(Natural language region descriptions)
------------
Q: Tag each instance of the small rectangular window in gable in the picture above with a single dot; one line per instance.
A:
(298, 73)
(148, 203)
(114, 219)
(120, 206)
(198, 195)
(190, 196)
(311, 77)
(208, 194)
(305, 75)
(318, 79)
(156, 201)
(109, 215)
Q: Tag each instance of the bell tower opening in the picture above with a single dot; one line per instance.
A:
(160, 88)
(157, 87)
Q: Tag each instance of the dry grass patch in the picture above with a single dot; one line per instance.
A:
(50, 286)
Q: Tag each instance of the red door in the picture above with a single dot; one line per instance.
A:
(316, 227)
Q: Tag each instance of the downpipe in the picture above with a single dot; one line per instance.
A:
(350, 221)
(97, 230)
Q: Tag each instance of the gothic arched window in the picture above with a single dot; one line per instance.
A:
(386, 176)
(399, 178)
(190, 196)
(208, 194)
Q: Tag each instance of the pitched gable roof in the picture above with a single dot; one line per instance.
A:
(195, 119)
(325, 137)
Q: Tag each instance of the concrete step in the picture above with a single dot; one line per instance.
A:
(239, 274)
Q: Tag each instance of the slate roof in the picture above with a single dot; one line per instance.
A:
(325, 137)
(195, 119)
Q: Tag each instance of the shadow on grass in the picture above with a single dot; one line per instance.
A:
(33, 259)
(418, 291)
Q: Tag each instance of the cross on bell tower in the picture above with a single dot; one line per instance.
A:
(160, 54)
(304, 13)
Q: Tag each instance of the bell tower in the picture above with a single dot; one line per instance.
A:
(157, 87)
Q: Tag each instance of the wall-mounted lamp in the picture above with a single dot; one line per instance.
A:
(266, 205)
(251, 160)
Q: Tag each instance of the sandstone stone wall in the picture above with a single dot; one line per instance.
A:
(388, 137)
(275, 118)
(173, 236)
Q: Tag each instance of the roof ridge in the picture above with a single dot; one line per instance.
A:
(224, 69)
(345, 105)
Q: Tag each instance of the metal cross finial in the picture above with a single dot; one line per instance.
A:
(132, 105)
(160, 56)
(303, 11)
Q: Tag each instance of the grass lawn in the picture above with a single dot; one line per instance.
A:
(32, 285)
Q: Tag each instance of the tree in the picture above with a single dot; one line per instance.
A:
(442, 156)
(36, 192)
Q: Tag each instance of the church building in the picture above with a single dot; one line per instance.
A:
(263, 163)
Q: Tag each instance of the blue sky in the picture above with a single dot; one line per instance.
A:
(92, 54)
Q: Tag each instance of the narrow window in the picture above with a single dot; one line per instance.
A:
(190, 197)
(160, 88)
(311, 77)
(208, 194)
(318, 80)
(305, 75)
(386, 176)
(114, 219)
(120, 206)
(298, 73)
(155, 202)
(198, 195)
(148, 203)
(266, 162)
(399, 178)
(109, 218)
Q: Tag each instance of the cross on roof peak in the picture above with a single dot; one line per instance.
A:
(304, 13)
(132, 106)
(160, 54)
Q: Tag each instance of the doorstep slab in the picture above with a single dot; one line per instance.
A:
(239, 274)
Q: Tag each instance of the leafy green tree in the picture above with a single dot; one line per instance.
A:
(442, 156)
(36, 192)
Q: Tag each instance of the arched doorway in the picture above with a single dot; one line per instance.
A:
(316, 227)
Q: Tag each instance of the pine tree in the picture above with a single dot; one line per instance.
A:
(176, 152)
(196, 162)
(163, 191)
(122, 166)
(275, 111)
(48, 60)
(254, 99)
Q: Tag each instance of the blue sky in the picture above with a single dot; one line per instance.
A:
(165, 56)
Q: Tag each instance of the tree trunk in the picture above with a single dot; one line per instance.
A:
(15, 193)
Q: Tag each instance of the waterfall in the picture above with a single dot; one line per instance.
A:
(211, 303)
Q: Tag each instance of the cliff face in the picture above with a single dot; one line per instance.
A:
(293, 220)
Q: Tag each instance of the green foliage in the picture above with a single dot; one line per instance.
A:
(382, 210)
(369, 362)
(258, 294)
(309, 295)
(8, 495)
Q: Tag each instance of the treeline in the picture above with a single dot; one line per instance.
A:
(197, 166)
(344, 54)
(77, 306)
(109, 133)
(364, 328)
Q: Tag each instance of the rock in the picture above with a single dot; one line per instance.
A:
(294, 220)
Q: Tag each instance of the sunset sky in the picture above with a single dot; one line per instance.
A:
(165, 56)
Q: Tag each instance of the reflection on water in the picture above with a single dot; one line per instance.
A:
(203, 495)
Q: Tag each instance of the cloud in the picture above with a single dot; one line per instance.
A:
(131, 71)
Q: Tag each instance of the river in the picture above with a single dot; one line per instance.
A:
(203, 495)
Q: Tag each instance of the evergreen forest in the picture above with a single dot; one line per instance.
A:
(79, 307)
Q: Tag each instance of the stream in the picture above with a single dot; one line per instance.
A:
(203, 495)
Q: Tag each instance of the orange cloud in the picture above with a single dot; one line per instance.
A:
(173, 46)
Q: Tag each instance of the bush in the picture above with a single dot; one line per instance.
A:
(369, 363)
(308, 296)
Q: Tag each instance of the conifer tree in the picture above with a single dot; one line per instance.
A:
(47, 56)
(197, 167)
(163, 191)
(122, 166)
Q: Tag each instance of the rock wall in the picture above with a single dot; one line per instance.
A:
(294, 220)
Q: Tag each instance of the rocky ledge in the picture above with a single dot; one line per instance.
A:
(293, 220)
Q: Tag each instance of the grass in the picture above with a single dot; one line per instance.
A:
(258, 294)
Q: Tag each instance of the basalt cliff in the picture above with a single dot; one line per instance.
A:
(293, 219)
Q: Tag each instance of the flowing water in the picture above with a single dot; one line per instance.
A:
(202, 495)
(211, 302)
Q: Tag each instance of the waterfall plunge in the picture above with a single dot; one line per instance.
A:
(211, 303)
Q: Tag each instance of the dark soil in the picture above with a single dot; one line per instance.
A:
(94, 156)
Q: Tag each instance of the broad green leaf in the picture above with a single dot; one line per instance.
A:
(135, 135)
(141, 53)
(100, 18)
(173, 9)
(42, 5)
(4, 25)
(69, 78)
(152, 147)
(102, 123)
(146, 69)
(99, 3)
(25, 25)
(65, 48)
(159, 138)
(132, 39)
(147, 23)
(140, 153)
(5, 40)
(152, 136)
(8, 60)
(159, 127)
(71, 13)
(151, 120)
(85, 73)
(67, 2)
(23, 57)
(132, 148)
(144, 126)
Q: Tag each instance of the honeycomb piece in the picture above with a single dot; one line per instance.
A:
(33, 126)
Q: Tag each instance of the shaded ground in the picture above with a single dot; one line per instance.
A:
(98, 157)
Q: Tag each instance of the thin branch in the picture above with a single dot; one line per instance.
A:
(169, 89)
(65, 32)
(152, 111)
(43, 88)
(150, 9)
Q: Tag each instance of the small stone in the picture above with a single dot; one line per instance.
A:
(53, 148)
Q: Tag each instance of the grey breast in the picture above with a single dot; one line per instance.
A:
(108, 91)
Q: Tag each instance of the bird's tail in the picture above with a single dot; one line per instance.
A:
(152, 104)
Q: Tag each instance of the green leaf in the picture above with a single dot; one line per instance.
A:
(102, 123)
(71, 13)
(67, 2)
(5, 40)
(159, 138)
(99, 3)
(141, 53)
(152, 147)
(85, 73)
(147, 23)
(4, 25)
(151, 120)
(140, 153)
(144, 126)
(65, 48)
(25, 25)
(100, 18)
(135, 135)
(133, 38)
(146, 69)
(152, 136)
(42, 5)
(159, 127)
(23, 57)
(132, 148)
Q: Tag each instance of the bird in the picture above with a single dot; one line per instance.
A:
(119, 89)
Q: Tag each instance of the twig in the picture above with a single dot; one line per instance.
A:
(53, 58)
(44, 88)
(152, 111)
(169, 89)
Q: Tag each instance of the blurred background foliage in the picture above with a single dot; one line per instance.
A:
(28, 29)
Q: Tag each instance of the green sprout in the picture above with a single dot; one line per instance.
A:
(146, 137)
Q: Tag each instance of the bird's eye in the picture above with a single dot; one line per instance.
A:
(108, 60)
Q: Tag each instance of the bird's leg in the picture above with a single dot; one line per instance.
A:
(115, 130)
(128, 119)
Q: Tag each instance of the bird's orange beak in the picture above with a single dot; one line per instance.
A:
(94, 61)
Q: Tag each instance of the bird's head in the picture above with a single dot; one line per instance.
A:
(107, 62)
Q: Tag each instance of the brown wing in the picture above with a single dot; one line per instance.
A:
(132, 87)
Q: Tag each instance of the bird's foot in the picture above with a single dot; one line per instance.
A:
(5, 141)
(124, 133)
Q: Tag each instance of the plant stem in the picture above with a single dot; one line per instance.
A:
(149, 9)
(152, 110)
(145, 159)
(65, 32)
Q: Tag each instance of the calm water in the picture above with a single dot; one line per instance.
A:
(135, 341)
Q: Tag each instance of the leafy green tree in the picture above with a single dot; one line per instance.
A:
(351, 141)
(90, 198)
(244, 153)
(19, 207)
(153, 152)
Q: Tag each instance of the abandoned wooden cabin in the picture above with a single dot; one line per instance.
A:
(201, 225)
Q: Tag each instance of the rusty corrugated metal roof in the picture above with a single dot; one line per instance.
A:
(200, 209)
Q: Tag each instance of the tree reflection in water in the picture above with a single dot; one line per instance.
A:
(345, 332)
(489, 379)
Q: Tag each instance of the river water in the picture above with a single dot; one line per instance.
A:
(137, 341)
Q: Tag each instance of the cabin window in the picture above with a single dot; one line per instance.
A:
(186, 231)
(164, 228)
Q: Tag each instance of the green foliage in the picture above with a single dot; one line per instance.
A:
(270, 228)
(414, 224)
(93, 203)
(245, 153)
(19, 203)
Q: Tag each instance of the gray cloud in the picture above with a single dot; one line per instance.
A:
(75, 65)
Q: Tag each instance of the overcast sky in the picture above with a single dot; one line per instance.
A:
------------
Problem: Which lines above contain the word "cliff"? Copy each of them.

Written solution:
Q: Tag each instance of the cliff face in the picture above with a single dot; one line per instance.
Q: Tag each instance of the basalt cliff in the picture above with a single dot; one line per instance.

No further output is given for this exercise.